« L’appel à la plénitude de la vie chrétienne et à la
perfection de la charité s’adresse à tous ceux qui croient au Christ, quel que
soit leur état ou leur forme de vie ; dans la société terrestre elle-même,
cette sainteté contribue à promouvoir plus d’humanité dans les conditions
d’existence. »
C’est ainsi que s’exprime le second concile du Vatican à
propos de ce que l’on appelle la vocation universelle à la sainteté. Les saints
ne sont pas ceux qui sont béatifiés ou canonisés, les héros dont la vie est si
parfaite qu’elle ne risque pas d’être la nôtre. Les saints, ce sont, ainsi que
le dit Paul, ceux qui ont été sanctifiés, rendus saints, par l’amour de Jésus
qui fait de tout homme son frère, l’appelant à accueillir sa propre sainteté.

++++++++++

> Exercice proposé:
Reproduisez fidèlement le passage sur la vocation universelle à la sainteté, en commençant aux mots « C’est ainsi que » et en vous arrêtant après « sa propre sainteté. ».

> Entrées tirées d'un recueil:

++++++++++

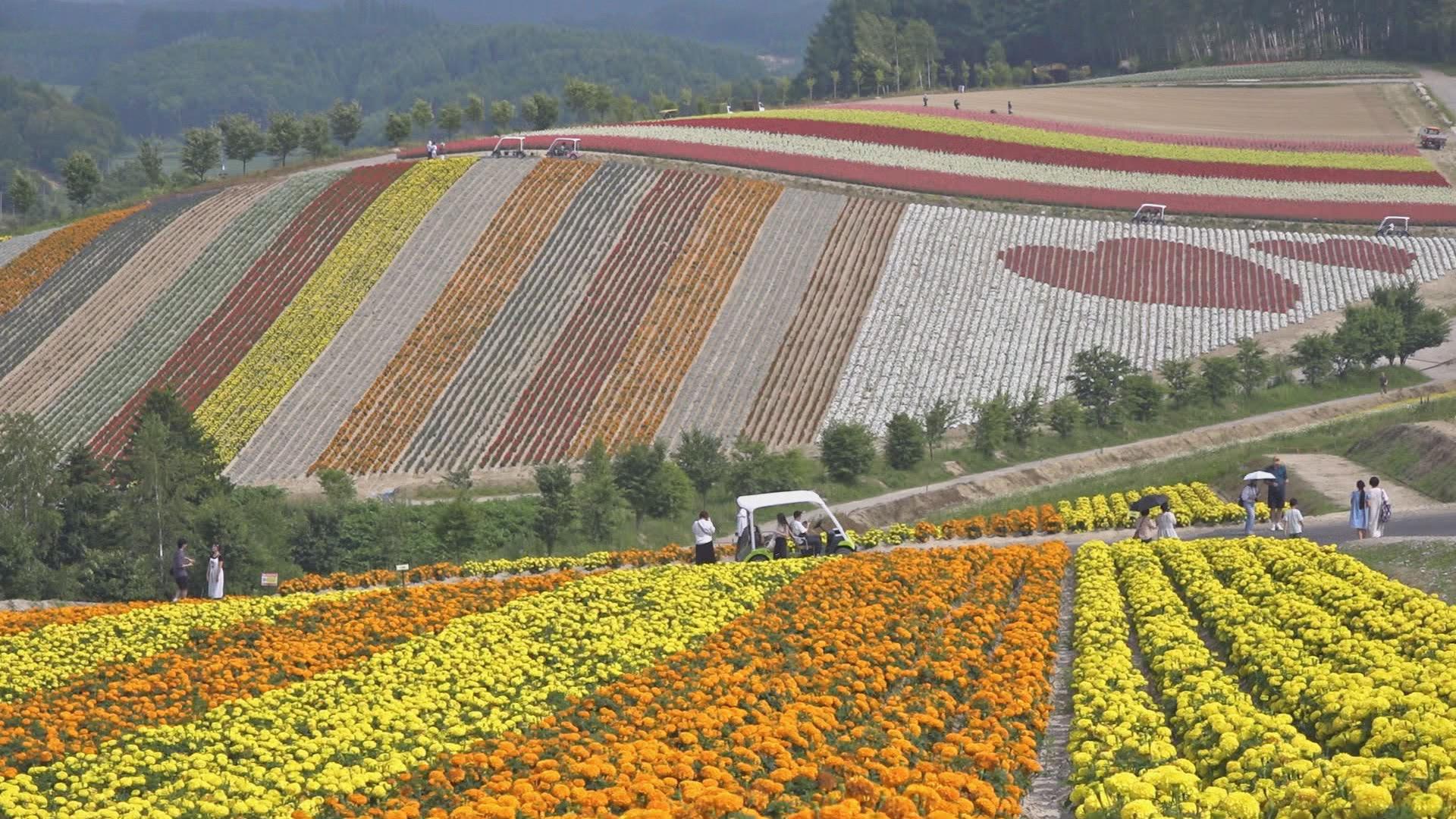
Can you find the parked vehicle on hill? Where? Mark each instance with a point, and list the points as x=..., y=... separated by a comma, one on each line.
x=755, y=545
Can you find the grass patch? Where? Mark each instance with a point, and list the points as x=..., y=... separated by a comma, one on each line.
x=1424, y=564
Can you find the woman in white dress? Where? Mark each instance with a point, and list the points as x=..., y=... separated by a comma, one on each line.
x=215, y=573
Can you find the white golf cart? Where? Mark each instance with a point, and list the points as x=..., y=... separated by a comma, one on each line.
x=565, y=148
x=756, y=545
x=513, y=148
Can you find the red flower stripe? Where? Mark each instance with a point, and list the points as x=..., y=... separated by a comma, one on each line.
x=1302, y=146
x=555, y=403
x=232, y=330
x=1017, y=152
x=981, y=187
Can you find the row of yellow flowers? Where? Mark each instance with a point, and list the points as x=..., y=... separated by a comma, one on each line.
x=42, y=657
x=356, y=727
x=1219, y=752
x=1068, y=140
x=251, y=392
x=922, y=695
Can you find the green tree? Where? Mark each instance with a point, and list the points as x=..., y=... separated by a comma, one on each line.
x=242, y=137
x=201, y=150
x=1065, y=416
x=337, y=484
x=541, y=110
x=905, y=442
x=346, y=120
x=473, y=110
x=702, y=458
x=421, y=114
x=452, y=118
x=315, y=137
x=149, y=155
x=1254, y=366
x=1369, y=334
x=82, y=177
x=598, y=494
x=1220, y=375
x=1181, y=379
x=1142, y=397
x=1315, y=357
x=1028, y=416
x=848, y=450
x=940, y=419
x=284, y=136
x=1097, y=381
x=993, y=422
x=22, y=191
x=503, y=111
x=557, y=510
x=397, y=129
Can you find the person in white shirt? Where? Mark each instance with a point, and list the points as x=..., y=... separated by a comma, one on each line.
x=1166, y=523
x=1293, y=519
x=704, y=532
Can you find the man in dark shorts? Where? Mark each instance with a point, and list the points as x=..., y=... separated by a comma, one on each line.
x=180, y=564
x=1277, y=494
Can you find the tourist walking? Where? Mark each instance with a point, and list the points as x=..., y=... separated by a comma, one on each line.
x=1147, y=529
x=704, y=532
x=1294, y=519
x=180, y=564
x=215, y=573
x=1168, y=522
x=1247, y=499
x=1277, y=494
x=1360, y=510
x=1379, y=510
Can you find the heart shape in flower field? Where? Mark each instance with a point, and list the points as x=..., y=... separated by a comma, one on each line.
x=1156, y=271
x=1362, y=254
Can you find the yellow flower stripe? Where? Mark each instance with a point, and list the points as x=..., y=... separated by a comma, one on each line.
x=44, y=657
x=1040, y=137
x=251, y=392
x=354, y=729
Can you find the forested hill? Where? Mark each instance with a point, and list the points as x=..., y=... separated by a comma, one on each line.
x=1104, y=33
x=165, y=71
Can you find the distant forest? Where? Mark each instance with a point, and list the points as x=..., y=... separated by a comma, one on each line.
x=164, y=71
x=967, y=37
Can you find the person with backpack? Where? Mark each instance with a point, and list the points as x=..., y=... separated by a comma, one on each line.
x=1360, y=510
x=1379, y=513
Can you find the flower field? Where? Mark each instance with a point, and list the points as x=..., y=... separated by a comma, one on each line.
x=973, y=156
x=560, y=692
x=1267, y=678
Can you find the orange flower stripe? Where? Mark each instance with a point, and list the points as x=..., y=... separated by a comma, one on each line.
x=239, y=662
x=645, y=379
x=397, y=404
x=31, y=268
x=903, y=684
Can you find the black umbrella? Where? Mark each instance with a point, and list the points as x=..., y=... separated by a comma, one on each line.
x=1147, y=503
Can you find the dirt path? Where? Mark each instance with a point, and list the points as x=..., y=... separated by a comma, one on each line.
x=1335, y=477
x=1327, y=112
x=916, y=503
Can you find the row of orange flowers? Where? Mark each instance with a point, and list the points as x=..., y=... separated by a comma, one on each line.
x=235, y=664
x=31, y=268
x=644, y=381
x=395, y=407
x=910, y=684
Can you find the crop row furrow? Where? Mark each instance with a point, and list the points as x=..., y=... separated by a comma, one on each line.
x=475, y=404
x=234, y=328
x=306, y=420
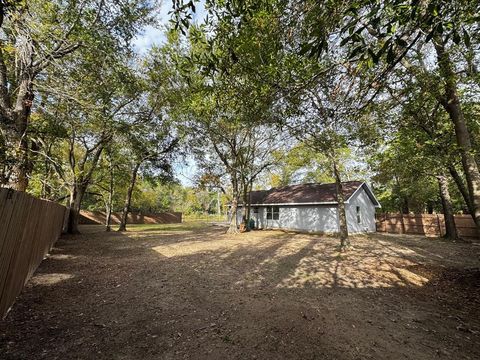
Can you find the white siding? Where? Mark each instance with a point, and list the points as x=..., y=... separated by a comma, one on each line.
x=319, y=218
x=367, y=213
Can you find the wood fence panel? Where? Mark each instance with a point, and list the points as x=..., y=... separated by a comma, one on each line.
x=425, y=224
x=28, y=229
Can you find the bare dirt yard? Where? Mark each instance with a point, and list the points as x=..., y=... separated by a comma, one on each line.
x=191, y=292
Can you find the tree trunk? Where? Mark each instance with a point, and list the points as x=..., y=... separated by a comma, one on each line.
x=405, y=206
x=128, y=198
x=249, y=204
x=245, y=204
x=451, y=103
x=450, y=227
x=463, y=190
x=108, y=205
x=233, y=228
x=76, y=196
x=342, y=217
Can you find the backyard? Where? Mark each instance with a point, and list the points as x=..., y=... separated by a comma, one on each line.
x=190, y=291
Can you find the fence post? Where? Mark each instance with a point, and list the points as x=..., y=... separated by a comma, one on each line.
x=439, y=226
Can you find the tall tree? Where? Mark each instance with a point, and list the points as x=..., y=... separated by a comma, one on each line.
x=35, y=37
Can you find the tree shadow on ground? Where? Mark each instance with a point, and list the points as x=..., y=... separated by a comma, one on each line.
x=268, y=294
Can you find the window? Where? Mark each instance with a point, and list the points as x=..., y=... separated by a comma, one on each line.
x=273, y=213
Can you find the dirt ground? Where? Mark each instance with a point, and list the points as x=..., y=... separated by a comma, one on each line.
x=191, y=292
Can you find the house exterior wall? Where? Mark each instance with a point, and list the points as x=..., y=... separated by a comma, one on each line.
x=319, y=218
x=367, y=213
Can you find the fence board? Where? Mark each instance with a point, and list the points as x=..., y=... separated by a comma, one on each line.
x=425, y=224
x=28, y=229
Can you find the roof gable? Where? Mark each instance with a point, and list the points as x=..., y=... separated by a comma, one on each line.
x=309, y=193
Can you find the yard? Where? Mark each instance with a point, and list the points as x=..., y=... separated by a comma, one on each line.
x=190, y=291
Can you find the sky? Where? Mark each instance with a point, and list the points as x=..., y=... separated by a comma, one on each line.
x=184, y=169
x=155, y=35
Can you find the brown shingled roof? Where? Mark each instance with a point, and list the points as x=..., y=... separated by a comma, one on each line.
x=304, y=193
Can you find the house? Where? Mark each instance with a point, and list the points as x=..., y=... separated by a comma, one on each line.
x=313, y=207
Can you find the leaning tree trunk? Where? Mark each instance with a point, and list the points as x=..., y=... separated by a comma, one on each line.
x=128, y=198
x=233, y=228
x=108, y=205
x=451, y=103
x=249, y=199
x=342, y=217
x=76, y=196
x=463, y=190
x=245, y=215
x=450, y=227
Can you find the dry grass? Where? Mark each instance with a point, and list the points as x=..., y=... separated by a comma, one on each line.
x=191, y=291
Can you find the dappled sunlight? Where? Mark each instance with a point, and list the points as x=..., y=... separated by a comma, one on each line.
x=226, y=244
x=50, y=279
x=368, y=264
x=278, y=259
x=61, y=256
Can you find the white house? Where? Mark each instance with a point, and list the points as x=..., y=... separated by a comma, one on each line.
x=313, y=207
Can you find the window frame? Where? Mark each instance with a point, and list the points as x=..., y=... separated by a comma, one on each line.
x=273, y=212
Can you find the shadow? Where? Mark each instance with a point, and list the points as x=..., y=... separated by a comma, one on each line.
x=195, y=292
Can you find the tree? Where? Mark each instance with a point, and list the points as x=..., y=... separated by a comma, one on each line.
x=150, y=144
x=37, y=36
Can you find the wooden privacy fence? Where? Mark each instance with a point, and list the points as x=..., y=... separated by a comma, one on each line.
x=98, y=217
x=424, y=224
x=28, y=229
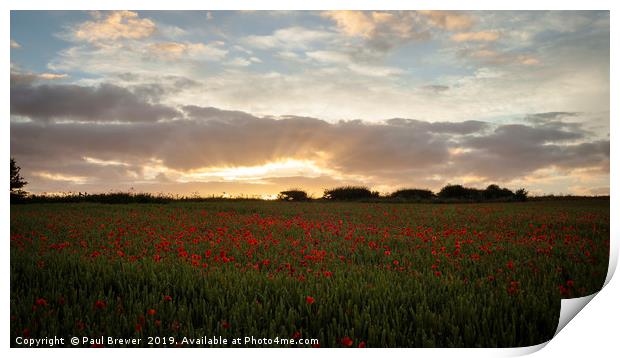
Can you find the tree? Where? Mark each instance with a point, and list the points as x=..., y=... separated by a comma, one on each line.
x=350, y=193
x=17, y=181
x=293, y=195
x=413, y=194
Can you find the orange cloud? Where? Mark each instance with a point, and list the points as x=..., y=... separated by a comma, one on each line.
x=448, y=20
x=358, y=23
x=116, y=25
x=482, y=36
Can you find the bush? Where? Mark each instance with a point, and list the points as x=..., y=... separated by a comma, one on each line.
x=412, y=194
x=350, y=193
x=494, y=192
x=293, y=195
x=459, y=192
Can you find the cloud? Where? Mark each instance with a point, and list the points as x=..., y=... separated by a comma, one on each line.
x=449, y=20
x=358, y=23
x=112, y=26
x=288, y=38
x=174, y=50
x=211, y=145
x=72, y=102
x=483, y=36
x=27, y=78
x=381, y=30
x=490, y=56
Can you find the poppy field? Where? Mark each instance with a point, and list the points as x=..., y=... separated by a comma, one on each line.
x=311, y=274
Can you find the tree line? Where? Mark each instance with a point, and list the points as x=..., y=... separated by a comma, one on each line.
x=449, y=193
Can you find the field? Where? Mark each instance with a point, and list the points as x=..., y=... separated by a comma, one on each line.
x=346, y=274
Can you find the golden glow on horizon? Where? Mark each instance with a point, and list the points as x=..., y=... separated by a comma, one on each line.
x=61, y=177
x=277, y=169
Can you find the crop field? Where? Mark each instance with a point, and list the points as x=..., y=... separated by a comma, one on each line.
x=315, y=274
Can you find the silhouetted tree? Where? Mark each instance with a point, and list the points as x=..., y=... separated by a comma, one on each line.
x=459, y=192
x=412, y=194
x=350, y=193
x=17, y=181
x=293, y=195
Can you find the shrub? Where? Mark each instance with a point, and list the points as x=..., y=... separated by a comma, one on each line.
x=412, y=194
x=293, y=195
x=494, y=192
x=459, y=192
x=350, y=193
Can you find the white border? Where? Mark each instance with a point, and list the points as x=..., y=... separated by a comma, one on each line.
x=593, y=330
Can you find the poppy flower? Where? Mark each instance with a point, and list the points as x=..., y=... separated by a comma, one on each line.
x=100, y=304
x=346, y=341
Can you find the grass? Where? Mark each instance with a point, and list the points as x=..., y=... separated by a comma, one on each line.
x=378, y=274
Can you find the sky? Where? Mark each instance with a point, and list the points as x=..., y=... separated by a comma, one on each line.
x=256, y=102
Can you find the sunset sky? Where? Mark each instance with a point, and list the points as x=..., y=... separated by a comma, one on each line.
x=255, y=102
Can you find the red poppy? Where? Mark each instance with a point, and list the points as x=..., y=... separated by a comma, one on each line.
x=346, y=341
x=513, y=289
x=100, y=304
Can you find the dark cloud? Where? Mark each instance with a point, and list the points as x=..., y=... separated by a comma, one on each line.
x=517, y=150
x=102, y=103
x=395, y=152
x=466, y=127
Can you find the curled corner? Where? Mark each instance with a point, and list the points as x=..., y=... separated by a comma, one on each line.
x=571, y=307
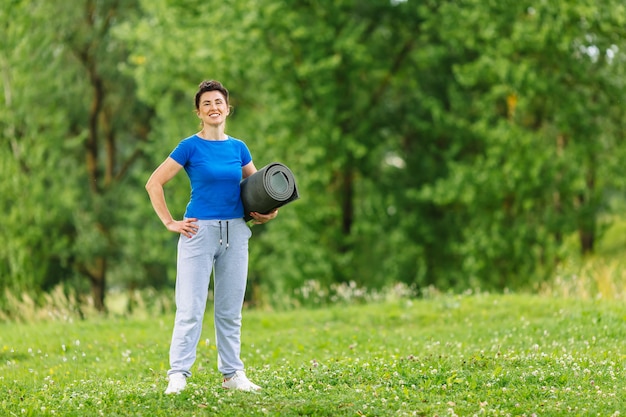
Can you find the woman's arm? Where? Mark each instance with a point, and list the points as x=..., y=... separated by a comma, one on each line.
x=259, y=218
x=163, y=174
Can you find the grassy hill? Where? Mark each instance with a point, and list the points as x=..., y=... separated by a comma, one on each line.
x=447, y=355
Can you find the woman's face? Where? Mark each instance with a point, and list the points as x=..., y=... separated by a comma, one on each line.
x=213, y=108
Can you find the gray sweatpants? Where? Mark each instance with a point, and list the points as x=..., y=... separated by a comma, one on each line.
x=220, y=246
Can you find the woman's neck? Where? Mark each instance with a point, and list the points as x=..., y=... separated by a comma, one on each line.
x=212, y=133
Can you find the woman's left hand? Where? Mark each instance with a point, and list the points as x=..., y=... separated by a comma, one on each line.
x=263, y=218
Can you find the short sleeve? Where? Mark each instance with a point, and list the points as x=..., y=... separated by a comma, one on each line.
x=181, y=153
x=246, y=157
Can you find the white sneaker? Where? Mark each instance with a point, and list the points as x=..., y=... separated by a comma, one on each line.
x=241, y=382
x=177, y=383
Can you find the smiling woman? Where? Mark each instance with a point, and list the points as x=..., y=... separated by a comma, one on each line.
x=213, y=239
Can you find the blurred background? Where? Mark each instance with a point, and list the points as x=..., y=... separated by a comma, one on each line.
x=438, y=145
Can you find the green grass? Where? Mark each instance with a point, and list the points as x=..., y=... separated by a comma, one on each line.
x=467, y=355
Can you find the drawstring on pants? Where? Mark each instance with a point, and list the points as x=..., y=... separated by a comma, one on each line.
x=227, y=243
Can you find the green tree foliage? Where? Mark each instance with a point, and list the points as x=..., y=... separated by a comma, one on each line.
x=440, y=143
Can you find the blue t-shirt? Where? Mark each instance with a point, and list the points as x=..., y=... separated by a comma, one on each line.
x=214, y=170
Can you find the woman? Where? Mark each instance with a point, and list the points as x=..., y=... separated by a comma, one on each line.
x=213, y=237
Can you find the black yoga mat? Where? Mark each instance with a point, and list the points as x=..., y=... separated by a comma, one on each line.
x=270, y=187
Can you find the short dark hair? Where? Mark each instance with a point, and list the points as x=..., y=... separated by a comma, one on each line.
x=211, y=85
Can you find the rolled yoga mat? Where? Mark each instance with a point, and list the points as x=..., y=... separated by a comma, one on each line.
x=270, y=187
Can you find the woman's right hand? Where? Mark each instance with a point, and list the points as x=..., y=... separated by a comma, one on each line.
x=187, y=227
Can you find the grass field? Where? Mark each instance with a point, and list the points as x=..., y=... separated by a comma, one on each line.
x=493, y=355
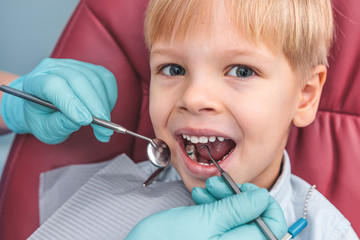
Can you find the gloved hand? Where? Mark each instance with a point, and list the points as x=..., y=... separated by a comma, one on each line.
x=273, y=216
x=80, y=90
x=227, y=218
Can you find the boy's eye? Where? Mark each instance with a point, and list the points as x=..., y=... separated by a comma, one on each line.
x=173, y=70
x=241, y=71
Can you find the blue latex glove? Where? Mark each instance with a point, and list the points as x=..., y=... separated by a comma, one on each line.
x=228, y=218
x=80, y=90
x=273, y=216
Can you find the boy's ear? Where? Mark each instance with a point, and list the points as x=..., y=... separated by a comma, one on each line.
x=310, y=97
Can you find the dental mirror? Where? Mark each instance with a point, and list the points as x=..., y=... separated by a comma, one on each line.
x=157, y=150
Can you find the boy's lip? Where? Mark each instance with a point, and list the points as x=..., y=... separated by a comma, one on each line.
x=193, y=167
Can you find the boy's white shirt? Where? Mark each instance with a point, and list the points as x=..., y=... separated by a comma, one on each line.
x=84, y=201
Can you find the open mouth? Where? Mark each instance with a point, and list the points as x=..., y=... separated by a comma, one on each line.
x=219, y=147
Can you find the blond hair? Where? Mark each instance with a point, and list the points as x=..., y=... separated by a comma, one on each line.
x=301, y=29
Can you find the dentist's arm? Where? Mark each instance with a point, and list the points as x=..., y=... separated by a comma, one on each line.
x=228, y=217
x=5, y=78
x=79, y=90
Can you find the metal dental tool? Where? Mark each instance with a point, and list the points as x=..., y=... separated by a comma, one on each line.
x=157, y=150
x=236, y=190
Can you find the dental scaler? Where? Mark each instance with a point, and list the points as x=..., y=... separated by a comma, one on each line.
x=236, y=190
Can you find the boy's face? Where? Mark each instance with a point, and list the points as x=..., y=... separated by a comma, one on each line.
x=220, y=85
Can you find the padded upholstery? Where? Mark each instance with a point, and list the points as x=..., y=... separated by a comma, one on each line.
x=110, y=33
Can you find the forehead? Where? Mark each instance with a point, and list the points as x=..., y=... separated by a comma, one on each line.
x=201, y=19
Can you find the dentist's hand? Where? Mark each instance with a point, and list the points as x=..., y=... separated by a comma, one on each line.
x=80, y=90
x=228, y=218
x=273, y=216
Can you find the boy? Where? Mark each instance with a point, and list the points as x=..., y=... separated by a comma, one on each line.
x=235, y=75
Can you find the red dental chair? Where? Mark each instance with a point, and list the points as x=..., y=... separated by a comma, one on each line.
x=110, y=33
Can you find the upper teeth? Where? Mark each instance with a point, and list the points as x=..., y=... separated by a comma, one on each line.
x=202, y=139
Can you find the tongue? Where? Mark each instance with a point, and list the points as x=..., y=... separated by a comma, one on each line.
x=217, y=149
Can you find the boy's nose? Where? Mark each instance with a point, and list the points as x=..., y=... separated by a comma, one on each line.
x=199, y=97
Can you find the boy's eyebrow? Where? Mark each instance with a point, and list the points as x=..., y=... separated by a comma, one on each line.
x=232, y=53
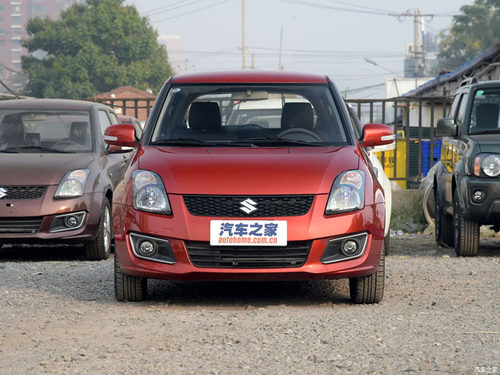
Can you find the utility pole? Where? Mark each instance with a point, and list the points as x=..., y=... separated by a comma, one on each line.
x=416, y=53
x=244, y=34
x=280, y=67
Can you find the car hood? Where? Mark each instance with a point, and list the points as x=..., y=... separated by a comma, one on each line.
x=244, y=171
x=39, y=169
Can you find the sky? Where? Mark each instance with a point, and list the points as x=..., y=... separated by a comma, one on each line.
x=327, y=37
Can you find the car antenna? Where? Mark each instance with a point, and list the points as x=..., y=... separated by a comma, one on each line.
x=9, y=90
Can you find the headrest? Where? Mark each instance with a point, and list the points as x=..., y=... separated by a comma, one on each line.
x=204, y=116
x=487, y=116
x=297, y=115
x=79, y=131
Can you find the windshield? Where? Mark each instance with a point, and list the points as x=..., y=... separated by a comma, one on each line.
x=27, y=131
x=253, y=116
x=485, y=112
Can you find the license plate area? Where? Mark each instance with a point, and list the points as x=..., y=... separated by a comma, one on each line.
x=248, y=233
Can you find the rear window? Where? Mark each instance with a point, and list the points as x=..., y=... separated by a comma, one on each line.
x=258, y=115
x=485, y=112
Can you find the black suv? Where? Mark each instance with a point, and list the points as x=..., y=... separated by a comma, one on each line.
x=467, y=180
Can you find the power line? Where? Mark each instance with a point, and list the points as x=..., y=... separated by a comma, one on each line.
x=175, y=7
x=156, y=10
x=193, y=11
x=372, y=11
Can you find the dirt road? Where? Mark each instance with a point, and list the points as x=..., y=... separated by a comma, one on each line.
x=440, y=314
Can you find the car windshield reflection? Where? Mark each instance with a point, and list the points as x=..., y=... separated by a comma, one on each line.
x=45, y=132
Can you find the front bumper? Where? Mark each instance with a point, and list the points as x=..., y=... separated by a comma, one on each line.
x=314, y=227
x=33, y=220
x=488, y=210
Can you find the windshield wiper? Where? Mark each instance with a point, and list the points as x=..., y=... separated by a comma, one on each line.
x=10, y=151
x=198, y=142
x=486, y=131
x=284, y=142
x=41, y=148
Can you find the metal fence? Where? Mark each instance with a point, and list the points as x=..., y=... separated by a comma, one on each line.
x=413, y=118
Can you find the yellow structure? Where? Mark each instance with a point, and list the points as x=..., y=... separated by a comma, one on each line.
x=388, y=160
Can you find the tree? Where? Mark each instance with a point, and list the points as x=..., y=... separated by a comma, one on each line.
x=475, y=29
x=93, y=47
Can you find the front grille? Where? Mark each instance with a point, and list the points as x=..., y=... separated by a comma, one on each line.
x=229, y=205
x=293, y=255
x=21, y=225
x=23, y=192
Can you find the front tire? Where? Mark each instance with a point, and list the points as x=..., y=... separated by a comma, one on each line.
x=466, y=232
x=369, y=289
x=443, y=225
x=100, y=247
x=129, y=288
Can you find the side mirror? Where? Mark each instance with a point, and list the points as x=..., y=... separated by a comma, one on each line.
x=446, y=127
x=376, y=135
x=122, y=135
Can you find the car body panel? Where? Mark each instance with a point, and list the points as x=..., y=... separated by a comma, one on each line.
x=454, y=171
x=258, y=170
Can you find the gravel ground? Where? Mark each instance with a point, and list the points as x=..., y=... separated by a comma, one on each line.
x=440, y=314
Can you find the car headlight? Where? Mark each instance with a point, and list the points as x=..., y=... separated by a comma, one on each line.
x=348, y=192
x=489, y=163
x=149, y=194
x=72, y=184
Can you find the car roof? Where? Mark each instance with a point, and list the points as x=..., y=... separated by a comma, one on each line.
x=43, y=104
x=249, y=77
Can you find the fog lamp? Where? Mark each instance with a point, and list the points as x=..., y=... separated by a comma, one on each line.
x=349, y=248
x=478, y=196
x=146, y=248
x=152, y=248
x=71, y=221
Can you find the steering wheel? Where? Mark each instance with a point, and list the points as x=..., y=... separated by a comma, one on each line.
x=65, y=143
x=299, y=131
x=250, y=126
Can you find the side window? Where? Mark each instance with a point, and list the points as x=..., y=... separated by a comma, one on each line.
x=104, y=121
x=459, y=120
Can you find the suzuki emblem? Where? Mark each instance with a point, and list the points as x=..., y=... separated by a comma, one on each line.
x=248, y=206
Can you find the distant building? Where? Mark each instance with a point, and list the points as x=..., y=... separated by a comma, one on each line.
x=485, y=67
x=14, y=15
x=128, y=100
x=426, y=60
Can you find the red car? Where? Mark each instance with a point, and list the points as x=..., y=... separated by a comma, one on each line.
x=207, y=199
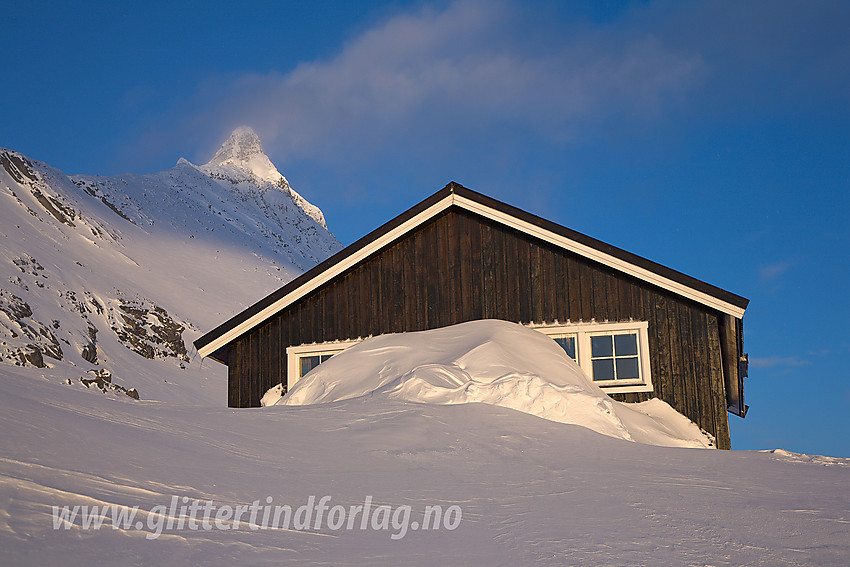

++++++++++

> Exercice corrigé:
C’est ainsi que s’exprime le second concile du Vatican à
propos de ce que l’on appelle la vocation universelle à la sainteté. Les saints
ne sont pas ceux qui sont béatifiés ou canonisés, les héros dont la vie est si
parfaite qu’elle ne risque pas d’être la nôtre. Les saints, ce sont, ainsi que
le dit Paul, ceux qui ont été sanctifiés, rendus saints, par l’amour de Jésus
qui fait de tout homme son frère, l’appelant à accueillir sa propre sainteté.